* [Problem requirements]:
Return these lines word for word, from the line with "This document resolves" up to and including the line with "111L331 108L324 113ZM311".
────────
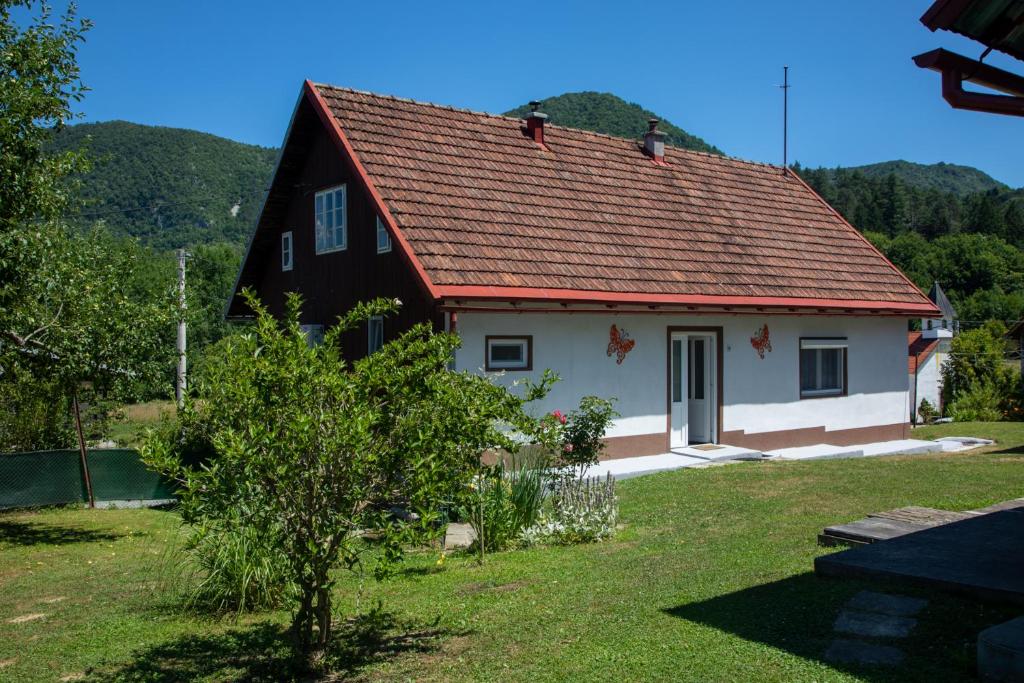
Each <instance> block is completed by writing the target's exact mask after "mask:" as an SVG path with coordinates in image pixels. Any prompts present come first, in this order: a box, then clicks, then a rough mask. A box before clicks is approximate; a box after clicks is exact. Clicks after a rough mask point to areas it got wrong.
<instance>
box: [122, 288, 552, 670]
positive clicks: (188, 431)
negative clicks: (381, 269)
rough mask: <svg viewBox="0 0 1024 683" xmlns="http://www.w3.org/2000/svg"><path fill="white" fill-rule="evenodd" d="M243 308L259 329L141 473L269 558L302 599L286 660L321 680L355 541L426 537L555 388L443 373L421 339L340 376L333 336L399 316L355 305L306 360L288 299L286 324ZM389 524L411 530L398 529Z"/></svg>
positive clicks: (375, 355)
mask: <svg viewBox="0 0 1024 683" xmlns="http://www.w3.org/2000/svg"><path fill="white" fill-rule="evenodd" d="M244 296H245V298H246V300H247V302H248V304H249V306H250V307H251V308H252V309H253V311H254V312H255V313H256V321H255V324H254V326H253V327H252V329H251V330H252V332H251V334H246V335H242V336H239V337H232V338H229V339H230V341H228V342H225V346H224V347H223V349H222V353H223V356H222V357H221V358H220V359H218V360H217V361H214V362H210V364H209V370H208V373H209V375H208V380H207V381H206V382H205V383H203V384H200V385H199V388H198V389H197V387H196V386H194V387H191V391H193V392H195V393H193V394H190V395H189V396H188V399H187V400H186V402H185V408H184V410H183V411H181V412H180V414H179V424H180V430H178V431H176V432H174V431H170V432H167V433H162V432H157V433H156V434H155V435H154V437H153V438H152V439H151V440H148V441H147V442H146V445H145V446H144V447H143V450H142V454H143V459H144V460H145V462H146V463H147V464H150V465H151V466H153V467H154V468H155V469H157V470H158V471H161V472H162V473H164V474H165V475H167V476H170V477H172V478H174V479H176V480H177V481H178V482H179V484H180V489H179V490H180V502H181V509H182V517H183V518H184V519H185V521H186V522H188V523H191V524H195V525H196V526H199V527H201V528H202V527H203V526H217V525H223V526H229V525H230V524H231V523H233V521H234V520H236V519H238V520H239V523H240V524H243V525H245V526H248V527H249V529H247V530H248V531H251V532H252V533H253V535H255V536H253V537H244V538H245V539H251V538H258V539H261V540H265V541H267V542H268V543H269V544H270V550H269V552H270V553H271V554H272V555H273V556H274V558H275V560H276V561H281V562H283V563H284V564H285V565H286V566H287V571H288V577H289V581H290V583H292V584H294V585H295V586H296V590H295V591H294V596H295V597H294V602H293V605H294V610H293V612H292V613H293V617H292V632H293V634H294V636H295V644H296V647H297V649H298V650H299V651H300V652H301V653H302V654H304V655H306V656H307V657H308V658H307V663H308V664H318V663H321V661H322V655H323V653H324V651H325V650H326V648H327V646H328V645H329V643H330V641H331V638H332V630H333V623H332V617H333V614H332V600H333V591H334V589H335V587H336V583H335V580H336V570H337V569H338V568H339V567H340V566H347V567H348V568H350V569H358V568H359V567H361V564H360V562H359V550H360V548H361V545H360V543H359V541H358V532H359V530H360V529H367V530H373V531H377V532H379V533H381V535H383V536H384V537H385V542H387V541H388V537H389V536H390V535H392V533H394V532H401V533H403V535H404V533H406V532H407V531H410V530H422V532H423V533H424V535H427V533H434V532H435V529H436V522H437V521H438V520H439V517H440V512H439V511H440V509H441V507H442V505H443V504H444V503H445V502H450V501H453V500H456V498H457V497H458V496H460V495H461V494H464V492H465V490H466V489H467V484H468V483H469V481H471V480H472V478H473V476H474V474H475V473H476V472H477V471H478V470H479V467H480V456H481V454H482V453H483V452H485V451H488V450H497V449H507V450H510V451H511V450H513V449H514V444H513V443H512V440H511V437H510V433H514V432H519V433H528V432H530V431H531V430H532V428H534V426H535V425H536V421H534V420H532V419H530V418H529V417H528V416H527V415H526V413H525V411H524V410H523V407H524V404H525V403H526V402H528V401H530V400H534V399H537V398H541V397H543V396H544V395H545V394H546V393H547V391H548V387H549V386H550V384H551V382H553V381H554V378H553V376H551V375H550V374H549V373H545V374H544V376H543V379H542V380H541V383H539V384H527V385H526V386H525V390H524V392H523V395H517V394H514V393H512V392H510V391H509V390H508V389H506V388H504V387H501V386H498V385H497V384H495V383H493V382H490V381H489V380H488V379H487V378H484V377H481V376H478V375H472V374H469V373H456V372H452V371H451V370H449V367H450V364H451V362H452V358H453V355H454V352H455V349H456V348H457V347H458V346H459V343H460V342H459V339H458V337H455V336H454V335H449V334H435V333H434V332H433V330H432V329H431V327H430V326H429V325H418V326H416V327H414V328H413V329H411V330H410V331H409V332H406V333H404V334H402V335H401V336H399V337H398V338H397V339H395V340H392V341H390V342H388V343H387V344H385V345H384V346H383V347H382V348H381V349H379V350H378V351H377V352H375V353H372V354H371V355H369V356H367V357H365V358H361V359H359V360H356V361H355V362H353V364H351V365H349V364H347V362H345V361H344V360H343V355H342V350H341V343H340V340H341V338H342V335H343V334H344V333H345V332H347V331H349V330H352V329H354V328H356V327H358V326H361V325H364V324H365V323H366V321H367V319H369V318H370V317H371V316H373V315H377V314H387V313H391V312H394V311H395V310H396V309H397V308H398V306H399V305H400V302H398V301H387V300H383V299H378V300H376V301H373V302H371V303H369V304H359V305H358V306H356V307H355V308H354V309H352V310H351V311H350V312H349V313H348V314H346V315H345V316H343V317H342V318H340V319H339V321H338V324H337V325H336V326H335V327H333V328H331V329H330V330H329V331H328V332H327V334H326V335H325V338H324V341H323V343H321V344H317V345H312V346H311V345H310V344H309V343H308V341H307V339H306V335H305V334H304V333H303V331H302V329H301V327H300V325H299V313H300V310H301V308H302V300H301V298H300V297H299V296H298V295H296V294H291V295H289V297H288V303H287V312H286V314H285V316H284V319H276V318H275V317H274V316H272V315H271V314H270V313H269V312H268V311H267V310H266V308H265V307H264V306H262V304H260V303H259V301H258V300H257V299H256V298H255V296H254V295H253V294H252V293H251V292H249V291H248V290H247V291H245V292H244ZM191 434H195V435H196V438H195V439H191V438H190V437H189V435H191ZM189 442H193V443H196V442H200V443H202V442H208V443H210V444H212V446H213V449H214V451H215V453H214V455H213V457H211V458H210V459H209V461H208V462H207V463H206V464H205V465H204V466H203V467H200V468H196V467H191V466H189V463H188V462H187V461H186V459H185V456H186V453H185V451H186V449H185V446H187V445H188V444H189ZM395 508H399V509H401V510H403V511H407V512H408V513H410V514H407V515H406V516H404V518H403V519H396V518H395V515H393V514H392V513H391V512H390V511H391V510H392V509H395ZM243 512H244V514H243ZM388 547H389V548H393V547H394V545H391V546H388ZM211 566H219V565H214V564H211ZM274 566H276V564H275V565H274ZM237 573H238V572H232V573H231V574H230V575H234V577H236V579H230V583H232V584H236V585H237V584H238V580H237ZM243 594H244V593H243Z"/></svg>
────────
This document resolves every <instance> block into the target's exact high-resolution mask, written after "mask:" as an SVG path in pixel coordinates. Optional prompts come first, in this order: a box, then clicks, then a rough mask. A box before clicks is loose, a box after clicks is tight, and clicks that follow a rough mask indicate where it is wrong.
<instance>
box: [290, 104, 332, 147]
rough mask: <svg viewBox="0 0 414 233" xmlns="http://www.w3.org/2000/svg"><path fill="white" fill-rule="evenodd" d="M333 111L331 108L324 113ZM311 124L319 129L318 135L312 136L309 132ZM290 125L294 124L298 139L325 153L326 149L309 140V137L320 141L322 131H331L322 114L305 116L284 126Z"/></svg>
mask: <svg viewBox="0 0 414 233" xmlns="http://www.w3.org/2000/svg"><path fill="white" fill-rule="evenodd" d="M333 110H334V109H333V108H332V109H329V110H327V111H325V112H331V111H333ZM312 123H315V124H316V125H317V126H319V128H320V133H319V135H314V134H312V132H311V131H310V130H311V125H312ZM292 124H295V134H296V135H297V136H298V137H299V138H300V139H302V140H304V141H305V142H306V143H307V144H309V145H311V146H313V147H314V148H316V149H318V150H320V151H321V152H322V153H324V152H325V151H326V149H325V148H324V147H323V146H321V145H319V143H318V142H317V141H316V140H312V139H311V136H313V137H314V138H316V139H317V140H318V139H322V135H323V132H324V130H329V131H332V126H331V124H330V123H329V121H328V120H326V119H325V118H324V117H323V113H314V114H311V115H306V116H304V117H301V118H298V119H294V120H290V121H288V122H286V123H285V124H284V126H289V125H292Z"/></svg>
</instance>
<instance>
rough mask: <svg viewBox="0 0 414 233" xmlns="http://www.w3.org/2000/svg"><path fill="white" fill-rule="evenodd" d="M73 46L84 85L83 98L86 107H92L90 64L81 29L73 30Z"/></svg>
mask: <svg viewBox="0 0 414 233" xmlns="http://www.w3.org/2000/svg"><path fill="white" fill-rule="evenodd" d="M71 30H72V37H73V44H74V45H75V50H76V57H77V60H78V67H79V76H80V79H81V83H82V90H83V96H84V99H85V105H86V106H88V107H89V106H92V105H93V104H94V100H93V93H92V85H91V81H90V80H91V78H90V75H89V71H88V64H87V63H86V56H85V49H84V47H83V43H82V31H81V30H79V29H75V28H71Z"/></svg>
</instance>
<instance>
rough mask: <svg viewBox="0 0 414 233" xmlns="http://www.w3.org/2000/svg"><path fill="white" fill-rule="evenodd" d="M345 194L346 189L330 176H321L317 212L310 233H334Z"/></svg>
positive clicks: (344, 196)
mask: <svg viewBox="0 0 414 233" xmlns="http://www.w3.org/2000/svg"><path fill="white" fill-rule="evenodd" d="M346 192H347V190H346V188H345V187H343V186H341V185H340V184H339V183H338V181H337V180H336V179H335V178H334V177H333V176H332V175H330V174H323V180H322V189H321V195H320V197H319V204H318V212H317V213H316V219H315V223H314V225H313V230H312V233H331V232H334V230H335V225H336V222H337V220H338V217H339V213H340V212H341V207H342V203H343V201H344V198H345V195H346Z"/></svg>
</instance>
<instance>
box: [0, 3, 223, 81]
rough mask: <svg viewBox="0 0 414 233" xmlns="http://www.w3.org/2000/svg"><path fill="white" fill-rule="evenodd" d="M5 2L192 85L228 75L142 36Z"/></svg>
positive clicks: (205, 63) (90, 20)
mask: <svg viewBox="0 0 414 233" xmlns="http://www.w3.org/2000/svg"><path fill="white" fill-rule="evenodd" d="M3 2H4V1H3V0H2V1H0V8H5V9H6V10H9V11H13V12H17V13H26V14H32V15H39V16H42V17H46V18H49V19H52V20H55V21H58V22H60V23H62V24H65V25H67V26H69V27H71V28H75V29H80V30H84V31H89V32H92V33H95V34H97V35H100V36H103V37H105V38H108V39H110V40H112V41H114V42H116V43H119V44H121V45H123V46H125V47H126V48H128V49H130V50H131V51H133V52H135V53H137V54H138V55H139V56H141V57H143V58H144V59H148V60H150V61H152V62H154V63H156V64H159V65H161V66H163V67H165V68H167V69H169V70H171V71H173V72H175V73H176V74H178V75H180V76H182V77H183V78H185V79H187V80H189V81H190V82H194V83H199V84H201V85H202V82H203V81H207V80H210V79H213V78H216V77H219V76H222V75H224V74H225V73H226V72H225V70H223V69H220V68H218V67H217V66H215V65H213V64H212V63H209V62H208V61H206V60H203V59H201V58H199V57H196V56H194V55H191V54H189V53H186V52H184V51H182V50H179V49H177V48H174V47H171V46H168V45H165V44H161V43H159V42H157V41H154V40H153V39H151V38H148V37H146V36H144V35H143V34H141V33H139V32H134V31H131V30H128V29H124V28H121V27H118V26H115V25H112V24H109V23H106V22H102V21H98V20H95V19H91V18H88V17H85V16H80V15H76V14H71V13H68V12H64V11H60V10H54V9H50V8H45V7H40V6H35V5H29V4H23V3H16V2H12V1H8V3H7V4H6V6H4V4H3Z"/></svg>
────────
* [Answer to this exercise]:
This document resolves every <instance> block into the target's exact high-resolution mask, written after "mask:" as an SVG path in pixel coordinates. Optional prompts come first, in this order: a box, then clicks, then a rough mask. A box before clicks is loose, a box after clicks is tight, and clicks that follow a rough mask indicate where it is wrong.
<instance>
box: [290, 104, 332, 147]
rough mask: <svg viewBox="0 0 414 233" xmlns="http://www.w3.org/2000/svg"><path fill="white" fill-rule="evenodd" d="M333 111L331 108L324 113ZM311 124L319 129L318 135L312 136L309 132ZM290 125L294 124L298 139L325 153L326 149L309 140V137L320 141L322 131H331L322 114L305 116L284 126Z"/></svg>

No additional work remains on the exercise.